## [Exercise instructions]
Update the data below by putting "raven" in place of "crow" and keeping everything else the same.

Dataset excerpt:
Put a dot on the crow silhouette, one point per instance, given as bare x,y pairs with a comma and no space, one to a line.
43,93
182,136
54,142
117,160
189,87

## [Full output]
Put a dot on the raven silhouette, one point per instance, given as bare x,y pairs with a comma and no space, one to a line.
43,93
182,136
54,142
117,160
189,87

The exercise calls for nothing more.